• Problem to work on:
In the review of About Fate, what is named as the only thing the movie has going for it?

• Reading text:
----------------

The only thing About Fate has going for it is the sheer magnetism of Emma Roberts. Is it possible for a romantic comedy to have one-sided chemistry? Emma Roberts proves it’s possible since only half the romantic couple in this flick has it.
The flick stars Emma Roberts and some wooden plank in one of the most contrived and unlikely meet-cutes in rom-com history. They try to justify it by hand waving and saying the word fate, but I don’t buy it. Anyway, these two unlikely people just broke up with their significant others and she needs a date to her sister’s wedding and, for reasons, he has to pretend to be her fiancĂ©.
But, hey, contrived meet-cutes don’t make a movie bad. They don’t help, but they don’t kill. What grievously wounds this romantic comedy is its sheer mediocrity in the comedy department… and it ain’t so solid on the romance either. I could see the jokes and occasional pratfalls, but I was never amused by any of them. And sometimes they went on for a long time (hello wedding fight).
I think what turned me off so much about this flick was the artificiality of the whole thing. Nobody acted or behaved believably so I just couldn’t buy into the wacky situations or romantic drama.
I guess there’s no genetic rom-com misunderstanding that breaks them up when All Is Revealed. But that doesn’t stop them from having arbitrary will they/won’t they moments that are largely just resolved by proximity.
I didn’t loathe this movie, but it tried my patience real hard. Emma Roberts saves it and the occasional cute moment that bypassed my cynicism and disdain helped. It’s not rotten, but it’s trying.

----------------

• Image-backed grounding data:
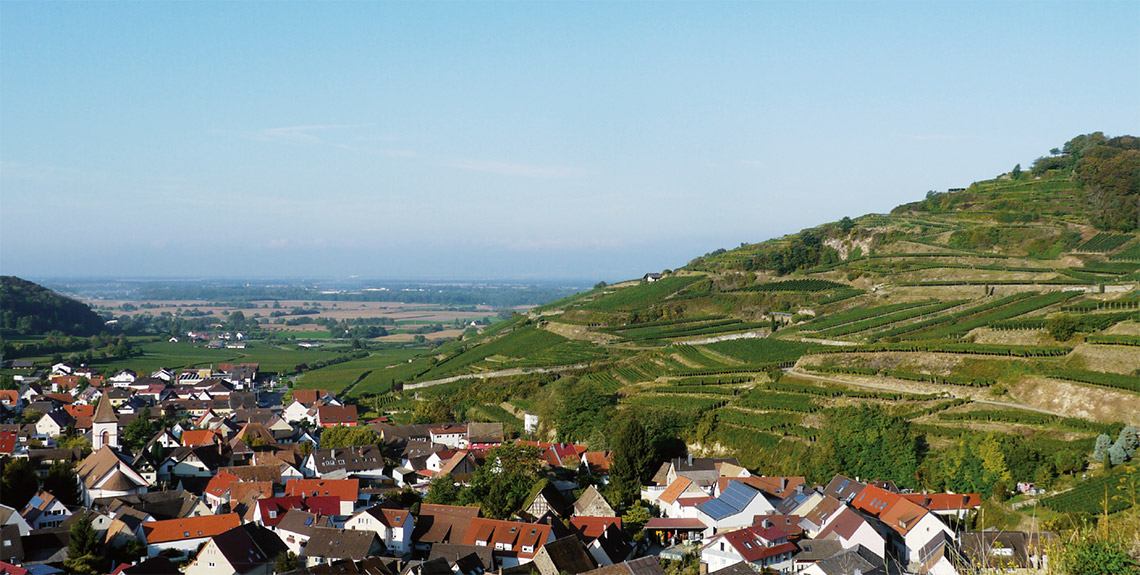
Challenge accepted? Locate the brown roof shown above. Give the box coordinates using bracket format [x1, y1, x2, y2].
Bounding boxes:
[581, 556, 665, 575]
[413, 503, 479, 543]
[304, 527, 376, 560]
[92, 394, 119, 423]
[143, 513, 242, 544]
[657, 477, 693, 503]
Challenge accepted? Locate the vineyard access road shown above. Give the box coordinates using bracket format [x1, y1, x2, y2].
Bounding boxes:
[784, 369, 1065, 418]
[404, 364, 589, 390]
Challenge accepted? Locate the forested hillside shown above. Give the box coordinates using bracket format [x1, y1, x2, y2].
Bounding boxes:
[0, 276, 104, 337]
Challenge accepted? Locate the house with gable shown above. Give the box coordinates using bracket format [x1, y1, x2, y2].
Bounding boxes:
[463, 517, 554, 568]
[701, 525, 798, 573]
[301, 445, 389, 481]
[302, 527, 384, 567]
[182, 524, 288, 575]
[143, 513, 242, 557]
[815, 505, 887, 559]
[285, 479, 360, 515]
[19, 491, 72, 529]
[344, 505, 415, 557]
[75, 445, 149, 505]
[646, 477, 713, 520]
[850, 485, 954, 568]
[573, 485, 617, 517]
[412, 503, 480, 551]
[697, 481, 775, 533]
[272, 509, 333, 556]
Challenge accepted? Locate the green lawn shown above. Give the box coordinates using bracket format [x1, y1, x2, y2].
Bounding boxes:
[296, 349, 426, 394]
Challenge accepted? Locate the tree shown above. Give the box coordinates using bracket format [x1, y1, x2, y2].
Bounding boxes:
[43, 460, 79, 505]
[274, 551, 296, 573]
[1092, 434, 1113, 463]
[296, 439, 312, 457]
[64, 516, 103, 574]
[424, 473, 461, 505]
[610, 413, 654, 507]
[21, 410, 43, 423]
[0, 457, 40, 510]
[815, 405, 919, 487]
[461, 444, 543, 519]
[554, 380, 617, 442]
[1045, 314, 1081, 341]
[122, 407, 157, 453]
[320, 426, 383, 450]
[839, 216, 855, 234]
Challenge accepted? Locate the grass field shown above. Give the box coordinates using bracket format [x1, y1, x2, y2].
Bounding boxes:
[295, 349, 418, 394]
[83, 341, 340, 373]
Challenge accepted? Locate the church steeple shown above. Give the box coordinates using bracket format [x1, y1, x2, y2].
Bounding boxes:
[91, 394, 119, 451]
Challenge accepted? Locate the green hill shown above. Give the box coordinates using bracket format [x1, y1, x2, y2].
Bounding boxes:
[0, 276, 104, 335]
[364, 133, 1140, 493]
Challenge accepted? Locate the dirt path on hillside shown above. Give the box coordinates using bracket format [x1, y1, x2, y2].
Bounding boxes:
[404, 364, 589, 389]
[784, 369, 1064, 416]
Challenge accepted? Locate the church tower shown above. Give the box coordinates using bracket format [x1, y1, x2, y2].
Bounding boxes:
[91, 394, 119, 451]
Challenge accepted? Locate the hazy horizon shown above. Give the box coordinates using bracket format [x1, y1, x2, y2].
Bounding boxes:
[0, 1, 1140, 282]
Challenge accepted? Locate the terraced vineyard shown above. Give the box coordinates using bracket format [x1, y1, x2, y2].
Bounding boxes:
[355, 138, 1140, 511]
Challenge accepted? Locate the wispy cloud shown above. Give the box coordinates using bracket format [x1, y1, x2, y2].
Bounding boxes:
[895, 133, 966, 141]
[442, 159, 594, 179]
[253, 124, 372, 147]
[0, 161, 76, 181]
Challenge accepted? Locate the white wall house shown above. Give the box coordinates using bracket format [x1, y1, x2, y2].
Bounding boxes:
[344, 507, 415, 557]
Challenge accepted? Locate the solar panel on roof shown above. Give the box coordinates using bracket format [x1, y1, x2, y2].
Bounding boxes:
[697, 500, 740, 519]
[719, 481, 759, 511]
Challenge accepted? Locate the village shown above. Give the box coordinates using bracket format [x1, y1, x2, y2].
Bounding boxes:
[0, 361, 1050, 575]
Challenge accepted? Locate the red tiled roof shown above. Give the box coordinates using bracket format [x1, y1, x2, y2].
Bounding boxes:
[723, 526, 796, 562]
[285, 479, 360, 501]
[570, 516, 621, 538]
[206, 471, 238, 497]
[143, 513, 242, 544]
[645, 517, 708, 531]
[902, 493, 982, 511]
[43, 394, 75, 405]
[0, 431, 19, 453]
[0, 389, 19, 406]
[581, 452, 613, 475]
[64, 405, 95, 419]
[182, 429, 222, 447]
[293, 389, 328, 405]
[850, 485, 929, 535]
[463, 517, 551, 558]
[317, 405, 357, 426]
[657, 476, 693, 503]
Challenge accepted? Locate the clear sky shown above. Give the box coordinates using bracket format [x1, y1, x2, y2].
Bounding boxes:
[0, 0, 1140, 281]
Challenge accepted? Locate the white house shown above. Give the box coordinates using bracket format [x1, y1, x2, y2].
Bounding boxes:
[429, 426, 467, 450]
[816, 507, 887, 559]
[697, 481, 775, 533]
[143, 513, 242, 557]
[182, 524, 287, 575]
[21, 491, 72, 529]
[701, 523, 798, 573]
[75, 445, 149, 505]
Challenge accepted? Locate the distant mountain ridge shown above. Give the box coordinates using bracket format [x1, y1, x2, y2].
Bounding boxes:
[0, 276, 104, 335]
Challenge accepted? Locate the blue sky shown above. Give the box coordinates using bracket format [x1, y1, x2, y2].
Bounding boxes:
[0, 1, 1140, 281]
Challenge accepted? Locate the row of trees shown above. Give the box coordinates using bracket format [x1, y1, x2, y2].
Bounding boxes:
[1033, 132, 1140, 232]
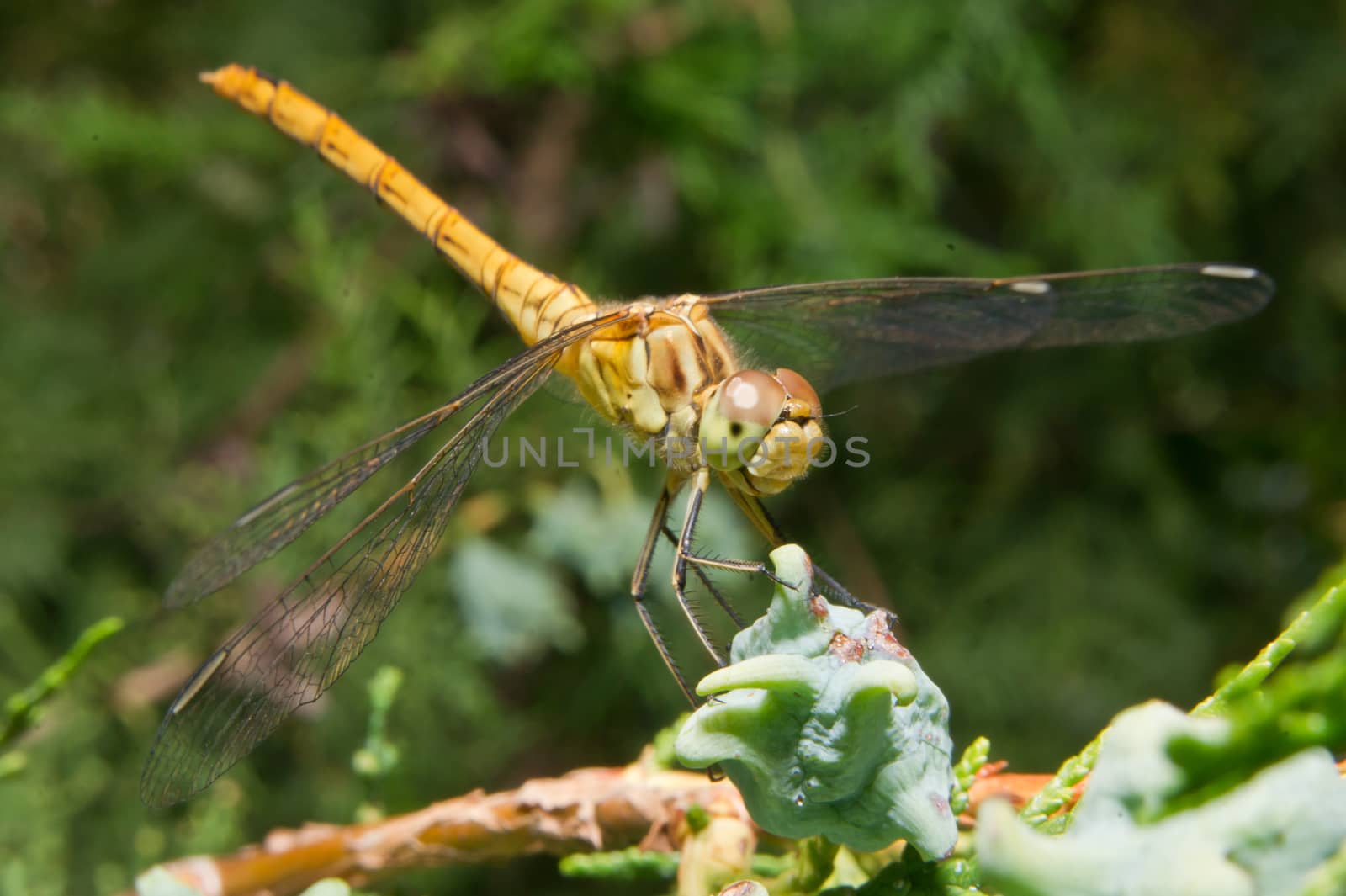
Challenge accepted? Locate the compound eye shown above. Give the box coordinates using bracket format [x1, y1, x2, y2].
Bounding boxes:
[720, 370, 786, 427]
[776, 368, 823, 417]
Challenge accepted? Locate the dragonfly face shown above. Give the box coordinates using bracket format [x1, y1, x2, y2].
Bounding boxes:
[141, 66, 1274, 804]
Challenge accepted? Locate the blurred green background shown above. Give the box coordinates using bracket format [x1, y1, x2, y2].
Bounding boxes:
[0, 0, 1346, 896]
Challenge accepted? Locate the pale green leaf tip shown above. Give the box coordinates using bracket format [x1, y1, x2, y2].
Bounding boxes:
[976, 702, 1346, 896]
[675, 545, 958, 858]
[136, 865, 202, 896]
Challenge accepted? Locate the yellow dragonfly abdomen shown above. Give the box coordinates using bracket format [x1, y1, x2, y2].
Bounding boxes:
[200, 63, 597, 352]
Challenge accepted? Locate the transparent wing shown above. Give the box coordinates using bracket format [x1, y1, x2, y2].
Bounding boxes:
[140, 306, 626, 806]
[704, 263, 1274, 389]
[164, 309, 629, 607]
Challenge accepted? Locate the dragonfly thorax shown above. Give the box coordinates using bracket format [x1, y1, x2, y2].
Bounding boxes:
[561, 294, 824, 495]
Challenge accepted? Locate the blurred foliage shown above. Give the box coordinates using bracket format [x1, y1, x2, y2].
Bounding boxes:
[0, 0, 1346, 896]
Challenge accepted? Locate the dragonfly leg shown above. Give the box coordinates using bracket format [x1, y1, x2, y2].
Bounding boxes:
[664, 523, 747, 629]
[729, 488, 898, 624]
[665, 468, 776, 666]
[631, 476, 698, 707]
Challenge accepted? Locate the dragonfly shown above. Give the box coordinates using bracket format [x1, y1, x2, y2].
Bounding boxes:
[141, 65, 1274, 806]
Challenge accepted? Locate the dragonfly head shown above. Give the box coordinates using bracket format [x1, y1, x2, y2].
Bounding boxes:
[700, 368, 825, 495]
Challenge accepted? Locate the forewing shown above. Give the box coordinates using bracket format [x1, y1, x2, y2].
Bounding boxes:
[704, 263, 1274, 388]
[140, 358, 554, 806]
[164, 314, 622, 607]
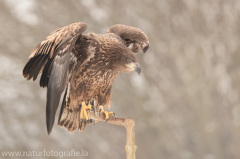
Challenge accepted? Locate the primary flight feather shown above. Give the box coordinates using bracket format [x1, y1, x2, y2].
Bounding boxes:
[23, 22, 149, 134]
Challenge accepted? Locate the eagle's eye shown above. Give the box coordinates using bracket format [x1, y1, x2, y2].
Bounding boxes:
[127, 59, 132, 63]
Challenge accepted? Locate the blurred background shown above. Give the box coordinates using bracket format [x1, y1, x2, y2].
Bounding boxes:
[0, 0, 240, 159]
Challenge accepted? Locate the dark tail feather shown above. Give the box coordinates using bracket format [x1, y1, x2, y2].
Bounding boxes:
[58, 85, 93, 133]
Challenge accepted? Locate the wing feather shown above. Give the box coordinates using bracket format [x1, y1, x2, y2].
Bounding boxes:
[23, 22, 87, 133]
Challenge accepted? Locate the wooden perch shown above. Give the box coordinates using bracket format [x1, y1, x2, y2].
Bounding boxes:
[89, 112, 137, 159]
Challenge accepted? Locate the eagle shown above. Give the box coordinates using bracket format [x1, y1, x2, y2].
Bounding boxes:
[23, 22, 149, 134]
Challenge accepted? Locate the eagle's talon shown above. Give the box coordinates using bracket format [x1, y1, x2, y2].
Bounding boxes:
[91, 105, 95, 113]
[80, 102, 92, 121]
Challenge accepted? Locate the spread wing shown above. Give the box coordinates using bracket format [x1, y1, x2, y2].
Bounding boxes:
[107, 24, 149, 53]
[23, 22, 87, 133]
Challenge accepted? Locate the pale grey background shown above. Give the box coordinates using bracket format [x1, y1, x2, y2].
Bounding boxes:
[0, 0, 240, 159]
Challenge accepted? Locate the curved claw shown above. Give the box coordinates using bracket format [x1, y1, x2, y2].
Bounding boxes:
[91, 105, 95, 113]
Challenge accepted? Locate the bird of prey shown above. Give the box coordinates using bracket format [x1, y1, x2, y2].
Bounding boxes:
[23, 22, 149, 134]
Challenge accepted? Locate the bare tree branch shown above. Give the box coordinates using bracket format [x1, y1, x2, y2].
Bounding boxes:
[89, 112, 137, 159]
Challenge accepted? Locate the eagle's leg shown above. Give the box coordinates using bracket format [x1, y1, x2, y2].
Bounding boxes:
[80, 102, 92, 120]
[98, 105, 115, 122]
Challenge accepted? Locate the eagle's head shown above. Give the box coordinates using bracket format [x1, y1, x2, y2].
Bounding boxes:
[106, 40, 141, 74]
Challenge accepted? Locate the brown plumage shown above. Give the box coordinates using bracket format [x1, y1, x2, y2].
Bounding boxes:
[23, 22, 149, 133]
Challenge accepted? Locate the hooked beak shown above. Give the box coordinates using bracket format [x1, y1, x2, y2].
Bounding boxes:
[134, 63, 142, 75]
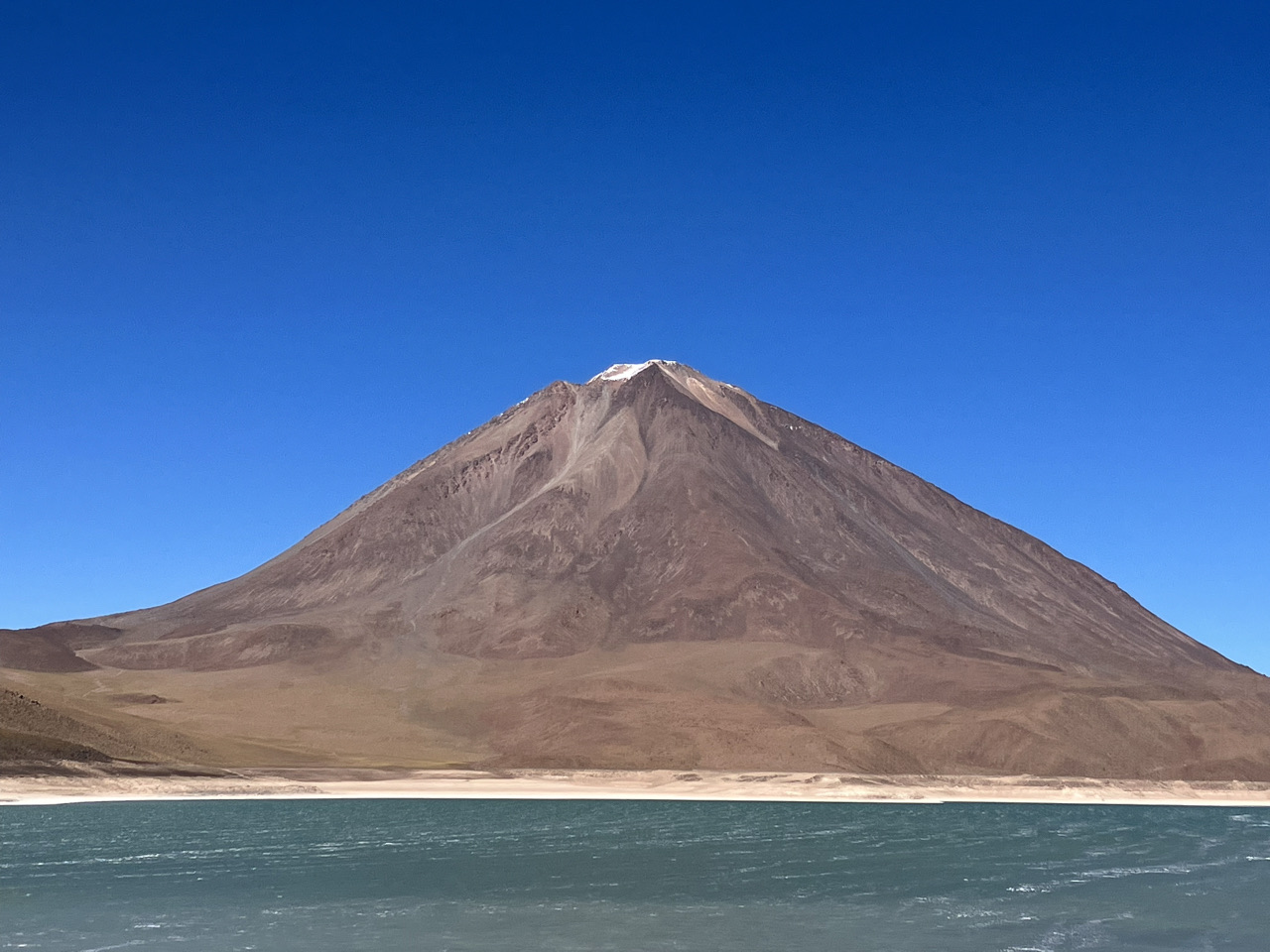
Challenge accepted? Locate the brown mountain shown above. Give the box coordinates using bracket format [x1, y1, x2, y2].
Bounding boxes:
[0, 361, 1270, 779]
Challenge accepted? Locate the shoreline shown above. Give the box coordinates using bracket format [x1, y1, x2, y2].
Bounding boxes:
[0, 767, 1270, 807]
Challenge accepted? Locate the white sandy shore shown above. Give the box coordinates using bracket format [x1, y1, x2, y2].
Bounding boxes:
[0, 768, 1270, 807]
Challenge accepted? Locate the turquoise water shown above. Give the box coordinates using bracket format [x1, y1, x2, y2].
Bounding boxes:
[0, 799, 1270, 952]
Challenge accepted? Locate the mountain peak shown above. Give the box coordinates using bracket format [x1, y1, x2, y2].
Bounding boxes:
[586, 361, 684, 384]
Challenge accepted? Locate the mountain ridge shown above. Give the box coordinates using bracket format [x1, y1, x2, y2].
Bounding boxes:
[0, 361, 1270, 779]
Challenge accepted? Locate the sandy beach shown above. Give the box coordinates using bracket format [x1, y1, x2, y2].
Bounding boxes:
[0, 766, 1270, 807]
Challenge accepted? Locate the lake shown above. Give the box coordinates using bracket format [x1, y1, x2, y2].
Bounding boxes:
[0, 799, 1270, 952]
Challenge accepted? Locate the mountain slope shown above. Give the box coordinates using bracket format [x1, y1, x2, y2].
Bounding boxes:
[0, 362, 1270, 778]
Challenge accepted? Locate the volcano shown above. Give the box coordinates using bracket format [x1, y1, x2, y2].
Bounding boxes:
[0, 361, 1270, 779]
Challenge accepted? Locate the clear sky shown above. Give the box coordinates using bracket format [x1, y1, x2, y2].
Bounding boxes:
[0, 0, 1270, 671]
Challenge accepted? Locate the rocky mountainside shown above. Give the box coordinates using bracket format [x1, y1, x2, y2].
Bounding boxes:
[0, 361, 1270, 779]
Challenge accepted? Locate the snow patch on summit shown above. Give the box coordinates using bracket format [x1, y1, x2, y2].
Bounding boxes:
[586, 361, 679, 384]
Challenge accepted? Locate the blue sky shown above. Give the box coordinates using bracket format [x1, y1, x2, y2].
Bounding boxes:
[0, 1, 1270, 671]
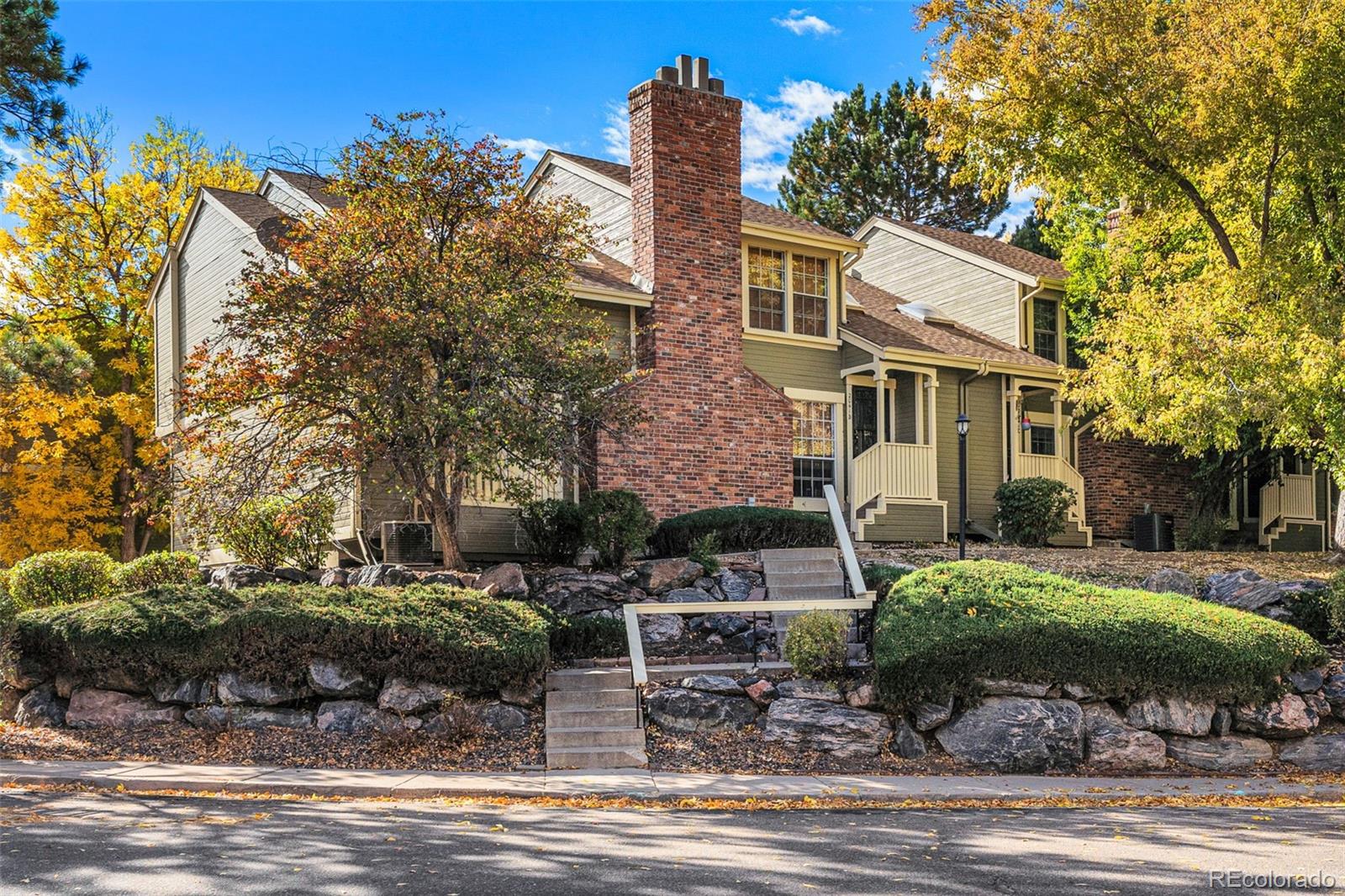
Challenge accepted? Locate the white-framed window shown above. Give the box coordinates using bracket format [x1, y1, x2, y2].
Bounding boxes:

----------------

• Expected output:
The sheer magnetism of Emma Roberts.